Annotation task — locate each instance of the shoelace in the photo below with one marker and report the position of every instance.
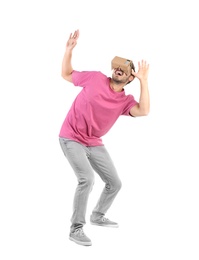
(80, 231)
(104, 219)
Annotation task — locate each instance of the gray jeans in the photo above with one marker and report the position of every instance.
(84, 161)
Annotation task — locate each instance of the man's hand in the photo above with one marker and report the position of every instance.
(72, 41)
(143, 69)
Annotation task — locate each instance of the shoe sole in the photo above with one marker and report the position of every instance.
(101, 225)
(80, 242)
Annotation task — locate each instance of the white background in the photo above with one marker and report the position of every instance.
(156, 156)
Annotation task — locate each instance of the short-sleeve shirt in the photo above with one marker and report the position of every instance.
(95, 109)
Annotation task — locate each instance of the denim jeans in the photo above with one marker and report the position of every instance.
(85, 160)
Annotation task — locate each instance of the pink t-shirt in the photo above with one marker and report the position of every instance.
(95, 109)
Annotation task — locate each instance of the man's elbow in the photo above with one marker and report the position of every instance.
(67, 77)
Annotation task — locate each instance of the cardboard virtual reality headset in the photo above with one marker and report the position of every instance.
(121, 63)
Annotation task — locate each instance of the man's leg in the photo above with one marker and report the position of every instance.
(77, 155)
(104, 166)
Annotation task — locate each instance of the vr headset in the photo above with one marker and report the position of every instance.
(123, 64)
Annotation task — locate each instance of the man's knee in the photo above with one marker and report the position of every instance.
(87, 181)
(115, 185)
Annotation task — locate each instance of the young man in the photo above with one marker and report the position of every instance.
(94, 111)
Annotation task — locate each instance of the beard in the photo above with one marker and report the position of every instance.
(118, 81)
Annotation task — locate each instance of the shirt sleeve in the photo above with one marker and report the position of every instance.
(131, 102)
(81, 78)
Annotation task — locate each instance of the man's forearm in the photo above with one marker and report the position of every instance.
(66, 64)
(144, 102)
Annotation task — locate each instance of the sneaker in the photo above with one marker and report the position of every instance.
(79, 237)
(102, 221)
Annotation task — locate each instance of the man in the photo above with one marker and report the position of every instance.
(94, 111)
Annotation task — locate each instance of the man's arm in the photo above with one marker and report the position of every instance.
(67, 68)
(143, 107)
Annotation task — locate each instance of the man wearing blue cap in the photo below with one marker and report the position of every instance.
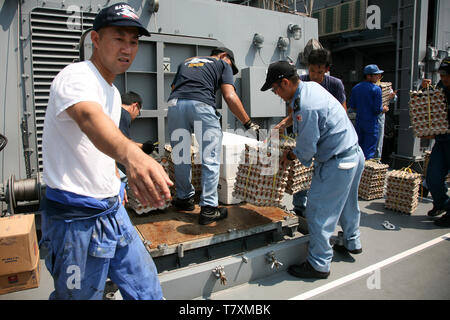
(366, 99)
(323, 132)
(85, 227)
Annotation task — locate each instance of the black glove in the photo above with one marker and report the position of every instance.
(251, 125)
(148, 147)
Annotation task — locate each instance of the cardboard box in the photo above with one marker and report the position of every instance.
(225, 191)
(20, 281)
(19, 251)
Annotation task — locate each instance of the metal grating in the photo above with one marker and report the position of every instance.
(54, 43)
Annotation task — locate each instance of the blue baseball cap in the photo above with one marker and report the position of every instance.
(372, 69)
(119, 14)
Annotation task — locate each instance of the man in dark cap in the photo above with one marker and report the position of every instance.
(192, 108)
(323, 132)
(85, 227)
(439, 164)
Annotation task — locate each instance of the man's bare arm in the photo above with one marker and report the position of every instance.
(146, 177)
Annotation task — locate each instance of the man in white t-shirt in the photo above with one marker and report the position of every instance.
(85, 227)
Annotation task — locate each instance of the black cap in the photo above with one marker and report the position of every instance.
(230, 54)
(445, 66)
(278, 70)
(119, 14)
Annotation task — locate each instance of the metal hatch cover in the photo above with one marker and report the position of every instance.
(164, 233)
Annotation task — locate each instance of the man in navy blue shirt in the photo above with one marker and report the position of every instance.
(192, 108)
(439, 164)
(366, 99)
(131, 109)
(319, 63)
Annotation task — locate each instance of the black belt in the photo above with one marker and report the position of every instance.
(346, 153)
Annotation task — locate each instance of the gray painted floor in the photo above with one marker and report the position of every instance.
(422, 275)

--

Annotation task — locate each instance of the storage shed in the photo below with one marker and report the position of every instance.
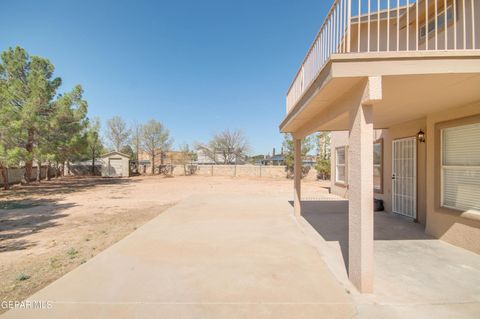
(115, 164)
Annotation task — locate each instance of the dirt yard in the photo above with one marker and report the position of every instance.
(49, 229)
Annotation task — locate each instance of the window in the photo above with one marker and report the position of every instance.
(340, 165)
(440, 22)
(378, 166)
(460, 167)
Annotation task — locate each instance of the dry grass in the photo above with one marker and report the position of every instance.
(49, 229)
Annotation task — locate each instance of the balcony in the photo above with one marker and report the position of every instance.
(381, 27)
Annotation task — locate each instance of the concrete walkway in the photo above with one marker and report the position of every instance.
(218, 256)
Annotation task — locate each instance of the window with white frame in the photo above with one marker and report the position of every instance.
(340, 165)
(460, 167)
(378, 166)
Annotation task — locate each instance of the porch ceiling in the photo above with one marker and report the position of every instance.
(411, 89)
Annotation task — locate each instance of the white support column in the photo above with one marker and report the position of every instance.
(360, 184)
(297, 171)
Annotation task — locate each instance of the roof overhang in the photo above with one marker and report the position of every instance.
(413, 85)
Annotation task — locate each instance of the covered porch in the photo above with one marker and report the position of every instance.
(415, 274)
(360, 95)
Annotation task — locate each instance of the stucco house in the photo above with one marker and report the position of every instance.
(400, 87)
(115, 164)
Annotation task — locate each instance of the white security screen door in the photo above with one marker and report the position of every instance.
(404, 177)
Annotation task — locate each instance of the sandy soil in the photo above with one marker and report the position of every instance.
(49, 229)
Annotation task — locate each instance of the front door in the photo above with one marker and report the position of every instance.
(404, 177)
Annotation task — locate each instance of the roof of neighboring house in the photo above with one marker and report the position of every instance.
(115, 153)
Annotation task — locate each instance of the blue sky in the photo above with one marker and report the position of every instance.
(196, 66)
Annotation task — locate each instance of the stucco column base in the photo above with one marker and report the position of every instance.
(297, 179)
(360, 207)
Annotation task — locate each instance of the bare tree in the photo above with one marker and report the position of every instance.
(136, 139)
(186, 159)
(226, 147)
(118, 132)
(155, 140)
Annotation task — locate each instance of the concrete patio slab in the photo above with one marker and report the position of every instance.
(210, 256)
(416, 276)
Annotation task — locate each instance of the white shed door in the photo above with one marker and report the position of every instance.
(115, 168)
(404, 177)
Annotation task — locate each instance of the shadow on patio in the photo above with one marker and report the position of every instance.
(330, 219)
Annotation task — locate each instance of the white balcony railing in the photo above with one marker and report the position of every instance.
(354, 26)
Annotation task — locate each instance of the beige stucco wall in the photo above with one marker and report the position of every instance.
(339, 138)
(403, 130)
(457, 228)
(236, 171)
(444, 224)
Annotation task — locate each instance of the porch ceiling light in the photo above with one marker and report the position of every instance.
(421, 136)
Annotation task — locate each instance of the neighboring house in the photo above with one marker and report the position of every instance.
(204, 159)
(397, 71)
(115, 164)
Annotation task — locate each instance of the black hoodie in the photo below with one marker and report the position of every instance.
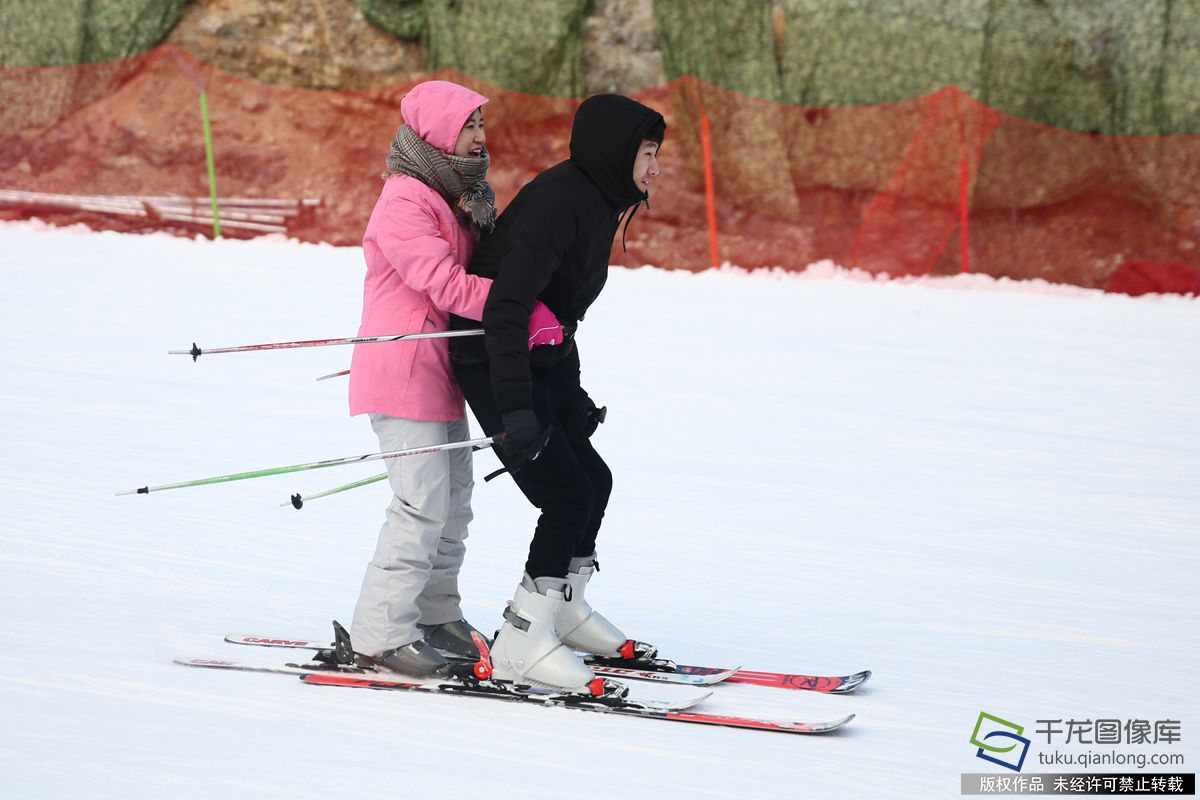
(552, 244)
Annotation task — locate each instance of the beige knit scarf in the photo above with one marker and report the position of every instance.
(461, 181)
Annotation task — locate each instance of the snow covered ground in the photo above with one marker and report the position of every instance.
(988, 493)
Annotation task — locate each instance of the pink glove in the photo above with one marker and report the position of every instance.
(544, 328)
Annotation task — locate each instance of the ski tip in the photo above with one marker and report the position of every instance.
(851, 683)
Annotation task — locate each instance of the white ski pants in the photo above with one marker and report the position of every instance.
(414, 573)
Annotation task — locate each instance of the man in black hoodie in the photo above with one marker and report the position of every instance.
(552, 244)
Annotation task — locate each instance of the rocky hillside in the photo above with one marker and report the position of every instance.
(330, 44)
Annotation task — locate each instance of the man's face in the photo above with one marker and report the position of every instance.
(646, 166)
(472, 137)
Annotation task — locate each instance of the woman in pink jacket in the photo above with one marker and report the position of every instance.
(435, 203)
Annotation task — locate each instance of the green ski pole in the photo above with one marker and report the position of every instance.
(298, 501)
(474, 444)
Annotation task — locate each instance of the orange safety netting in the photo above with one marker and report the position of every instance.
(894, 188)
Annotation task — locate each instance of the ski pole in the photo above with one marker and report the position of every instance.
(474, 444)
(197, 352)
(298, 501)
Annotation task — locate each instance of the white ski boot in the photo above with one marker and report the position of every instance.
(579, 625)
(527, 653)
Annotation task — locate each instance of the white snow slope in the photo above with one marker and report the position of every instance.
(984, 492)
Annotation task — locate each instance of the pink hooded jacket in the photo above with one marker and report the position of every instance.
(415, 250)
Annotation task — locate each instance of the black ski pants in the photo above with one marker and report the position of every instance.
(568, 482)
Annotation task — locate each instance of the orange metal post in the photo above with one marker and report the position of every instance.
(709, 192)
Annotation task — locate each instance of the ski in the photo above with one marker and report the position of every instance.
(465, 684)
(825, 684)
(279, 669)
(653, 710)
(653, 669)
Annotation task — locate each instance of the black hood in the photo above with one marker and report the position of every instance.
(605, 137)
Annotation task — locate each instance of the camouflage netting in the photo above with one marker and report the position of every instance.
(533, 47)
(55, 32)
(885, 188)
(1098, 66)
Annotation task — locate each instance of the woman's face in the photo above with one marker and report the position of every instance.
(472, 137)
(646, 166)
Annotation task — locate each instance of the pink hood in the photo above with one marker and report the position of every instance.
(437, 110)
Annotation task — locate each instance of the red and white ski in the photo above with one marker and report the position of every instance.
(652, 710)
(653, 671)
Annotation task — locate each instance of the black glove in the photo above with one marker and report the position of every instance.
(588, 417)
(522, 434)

---

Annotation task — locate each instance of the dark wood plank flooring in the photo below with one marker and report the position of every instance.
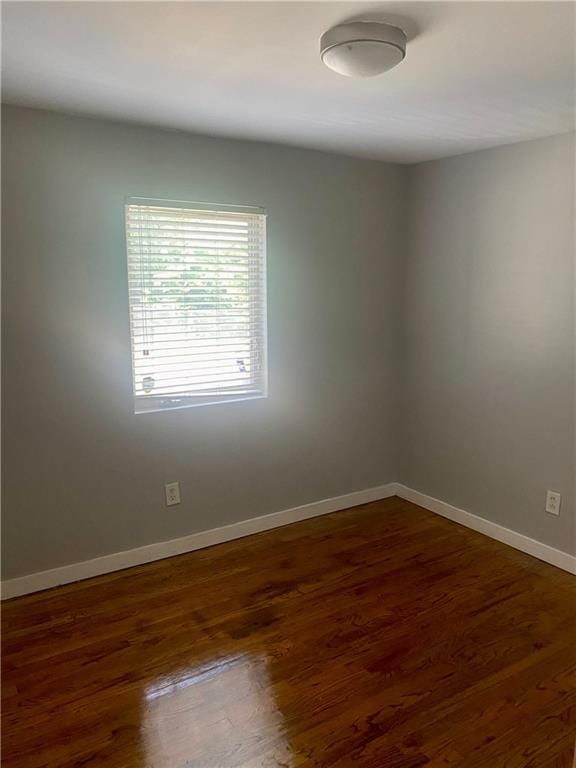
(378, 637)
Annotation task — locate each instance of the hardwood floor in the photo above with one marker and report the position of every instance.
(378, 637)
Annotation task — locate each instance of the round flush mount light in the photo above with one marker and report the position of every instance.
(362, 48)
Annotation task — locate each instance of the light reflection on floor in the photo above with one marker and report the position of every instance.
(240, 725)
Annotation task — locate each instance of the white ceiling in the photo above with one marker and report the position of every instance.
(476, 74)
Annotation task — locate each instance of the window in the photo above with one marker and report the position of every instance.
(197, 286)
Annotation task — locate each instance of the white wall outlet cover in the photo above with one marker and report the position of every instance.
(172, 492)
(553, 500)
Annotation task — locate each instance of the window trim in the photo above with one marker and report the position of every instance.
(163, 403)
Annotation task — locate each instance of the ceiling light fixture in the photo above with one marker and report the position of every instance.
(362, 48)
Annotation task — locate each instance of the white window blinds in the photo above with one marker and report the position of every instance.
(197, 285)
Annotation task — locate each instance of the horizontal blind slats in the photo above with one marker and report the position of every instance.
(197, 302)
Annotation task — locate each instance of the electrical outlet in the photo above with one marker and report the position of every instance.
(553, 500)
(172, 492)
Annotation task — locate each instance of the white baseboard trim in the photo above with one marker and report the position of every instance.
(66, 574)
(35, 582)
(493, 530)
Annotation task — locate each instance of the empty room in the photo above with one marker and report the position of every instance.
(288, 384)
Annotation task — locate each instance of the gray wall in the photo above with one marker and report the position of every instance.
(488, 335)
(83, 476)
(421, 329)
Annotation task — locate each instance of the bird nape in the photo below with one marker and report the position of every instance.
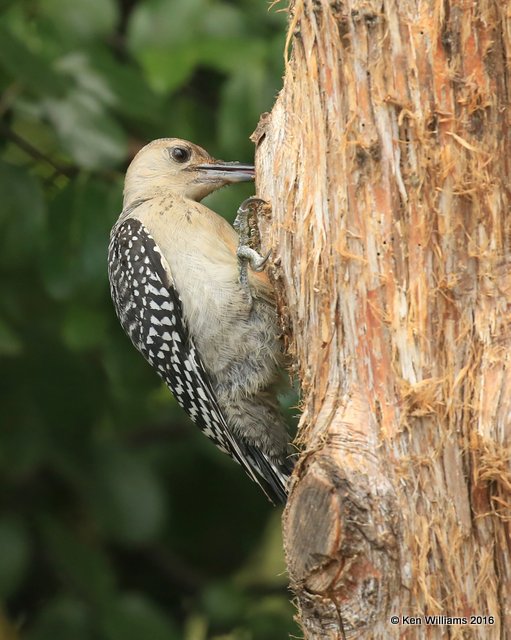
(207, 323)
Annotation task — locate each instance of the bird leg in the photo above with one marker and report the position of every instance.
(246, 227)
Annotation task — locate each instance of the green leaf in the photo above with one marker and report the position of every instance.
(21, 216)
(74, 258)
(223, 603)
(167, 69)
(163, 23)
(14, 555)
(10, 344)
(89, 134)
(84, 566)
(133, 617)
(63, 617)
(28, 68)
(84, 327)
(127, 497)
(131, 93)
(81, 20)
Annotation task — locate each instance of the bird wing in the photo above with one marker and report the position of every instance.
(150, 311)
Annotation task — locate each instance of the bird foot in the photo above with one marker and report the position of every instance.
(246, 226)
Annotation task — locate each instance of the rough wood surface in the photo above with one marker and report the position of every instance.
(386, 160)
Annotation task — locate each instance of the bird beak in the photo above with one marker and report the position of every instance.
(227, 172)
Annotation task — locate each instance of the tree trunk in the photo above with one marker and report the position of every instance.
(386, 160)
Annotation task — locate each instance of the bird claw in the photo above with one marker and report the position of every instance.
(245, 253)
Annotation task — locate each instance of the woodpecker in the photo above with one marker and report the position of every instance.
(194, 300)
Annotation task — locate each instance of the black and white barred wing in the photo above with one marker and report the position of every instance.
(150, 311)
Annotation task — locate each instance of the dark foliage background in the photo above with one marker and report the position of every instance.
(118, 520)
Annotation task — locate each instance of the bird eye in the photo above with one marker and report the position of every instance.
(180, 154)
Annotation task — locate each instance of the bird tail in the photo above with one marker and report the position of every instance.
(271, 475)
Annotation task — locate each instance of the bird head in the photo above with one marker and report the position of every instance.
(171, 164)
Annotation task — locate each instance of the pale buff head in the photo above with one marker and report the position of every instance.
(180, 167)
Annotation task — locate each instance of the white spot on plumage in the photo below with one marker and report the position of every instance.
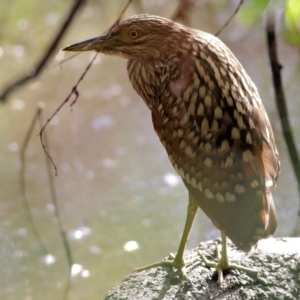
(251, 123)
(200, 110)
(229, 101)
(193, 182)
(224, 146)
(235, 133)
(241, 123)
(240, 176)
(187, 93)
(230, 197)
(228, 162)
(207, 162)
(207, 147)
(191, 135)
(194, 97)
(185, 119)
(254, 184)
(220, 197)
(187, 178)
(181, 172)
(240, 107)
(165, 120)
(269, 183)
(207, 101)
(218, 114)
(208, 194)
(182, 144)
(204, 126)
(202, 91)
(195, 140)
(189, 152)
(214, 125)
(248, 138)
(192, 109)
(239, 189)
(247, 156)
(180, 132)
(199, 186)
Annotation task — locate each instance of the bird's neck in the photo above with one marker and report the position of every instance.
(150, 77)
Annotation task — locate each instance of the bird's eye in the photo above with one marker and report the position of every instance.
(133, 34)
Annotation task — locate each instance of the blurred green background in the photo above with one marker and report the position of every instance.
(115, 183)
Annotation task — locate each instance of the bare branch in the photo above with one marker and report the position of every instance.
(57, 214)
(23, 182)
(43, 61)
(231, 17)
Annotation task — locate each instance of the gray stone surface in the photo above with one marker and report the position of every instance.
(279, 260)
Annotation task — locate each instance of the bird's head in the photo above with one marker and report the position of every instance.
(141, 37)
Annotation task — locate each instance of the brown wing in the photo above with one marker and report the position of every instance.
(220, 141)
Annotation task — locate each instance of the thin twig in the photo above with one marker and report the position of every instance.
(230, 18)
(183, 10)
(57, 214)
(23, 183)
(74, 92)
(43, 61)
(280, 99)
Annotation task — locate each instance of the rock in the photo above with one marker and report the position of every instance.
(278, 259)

[Description of the task]
Gather each line of the records that contains the word "jacket" and copy those lines out in full.

[Final answer]
Annotation task — locate each instance of the woman in pink jacket in the photo above with one marker and report the position of every instance.
Annotation task — locate each instance of the pink hooded jacket in the photo above with one marker and report the position of every instance.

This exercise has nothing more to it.